--- PASSAGE ---
··········
Point FraiseQL at the proxy’s OIDC endpoint via environment variables. The proxy handles SAML assertion validation and attribute mapping — no changes to FraiseQL are needed.

Recommended proxies:

  • Keycloak — self-hosted, open source, full SAML federation
  • Dex — lightweight, Kubernetes-native
  • Auth0 — managed, supports SAML federation
  • Okta — managed enterprise
Terminal window
export OIDC_ISSUER_URL="https://your-tenant.auth0.com/"
export OIDC_CLIENT_ID="your-auth0-client-id"
export OIDC_CLIENT_SECRET="your-auth0-client-secret"
export OIDC_REDIRECT_URI="https://your-app.example.com/auth/callback"

Custom claims added via Auth0 Rules or Actions (e.g. roles, org_id) are available as jwt:<claim_name> in inject= parameters.


fraiseql.toml (development)
[security.enterprise]
log_level = "debug"
include_sensitive_data = true
async_logging = false
[security.error_sanitization]
user_facing_format = "detailed"
··········
--- YOUR TASK ---
Carry on with the FraiseQL authentication documentation from the point at which it stops. The material that comes next has no connection to the FraiseQL authentication text.

--- MATERIAL ---
··········
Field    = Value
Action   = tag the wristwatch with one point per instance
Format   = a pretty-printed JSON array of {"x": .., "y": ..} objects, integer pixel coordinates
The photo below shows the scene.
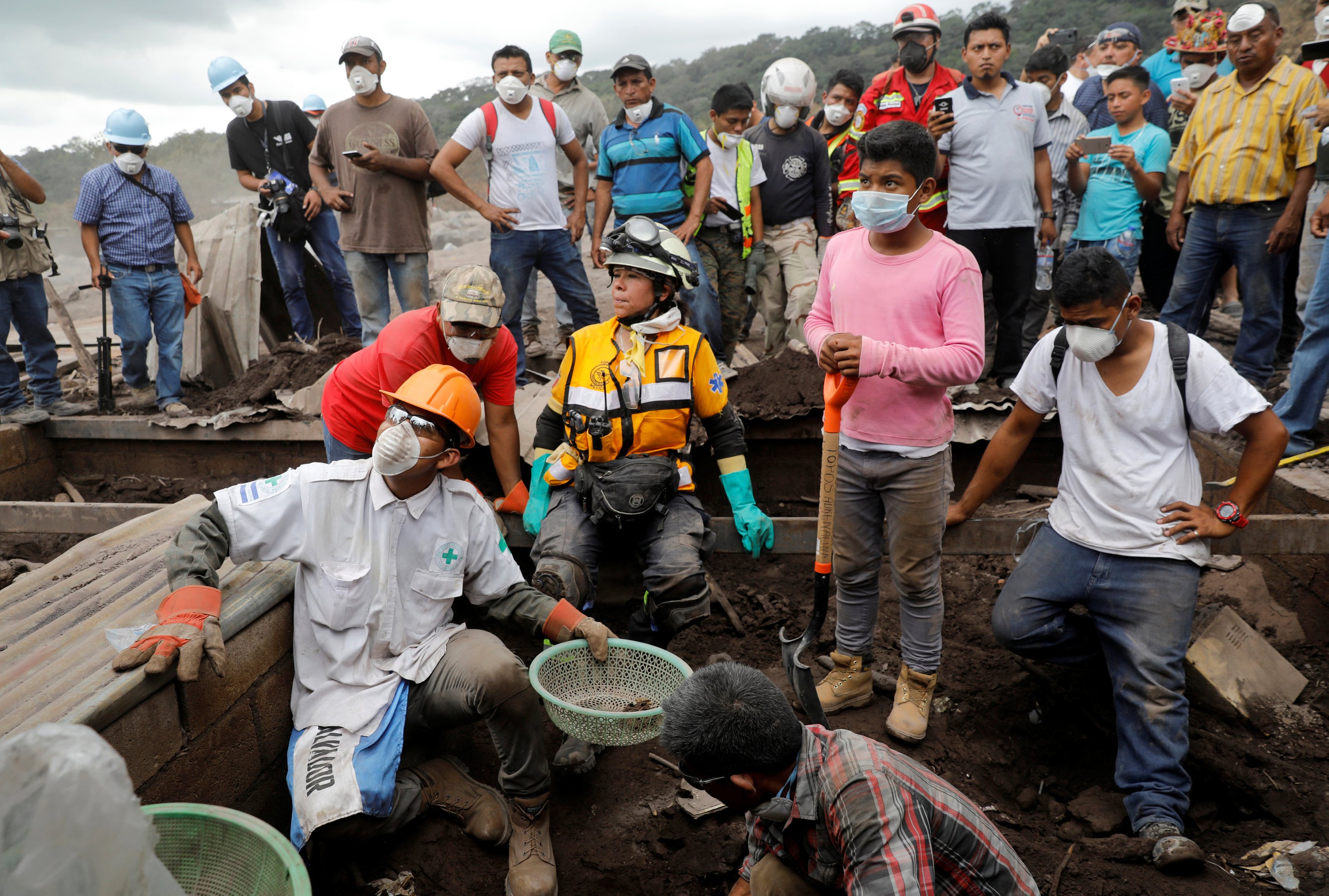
··········
--- THE ANSWER ---
[security.rate_limiting]
auth_start_max_requests = 10000
failed_login_max_requests = 10000
fraiseql.toml (production)
[security.enterprise]
log_level = "info"
include_sensitive_data = false
[security.error_sanitization]
generic_messages = true
leak_sensitive_details = false
[security.rate_limiting]
auth_start_max_requests = 100
failed_login_max_requests = 5

  1. Never store secrets in fraiseql.toml — Use environment variables for OIDC_CLIENT_SECRET, STATE_ENCRYPTION_KEY, and any other secrets.
  2. Use HTTPS everywhere — Never transmit tokens over unencrypted connections.
  3. Use on_deny="mask" carefully — Masking is appropriate for optional enrichment fields. For sensitive data, prefer "reject" (the default).
  4. Derive identity from JWT claims, never from client input — Use inject={"user_id": "jwt:sub"} rather than accepting a user_id GraphQL argument.
  5. Enable rate limiting in production — Set failed_login_max_requests = 5 to limit brute-force attempts.
  6. Rotate OIDC keys via the provider — FraiseQL fetches the JWKS endpoint automatically; key rotation requires no redeploy.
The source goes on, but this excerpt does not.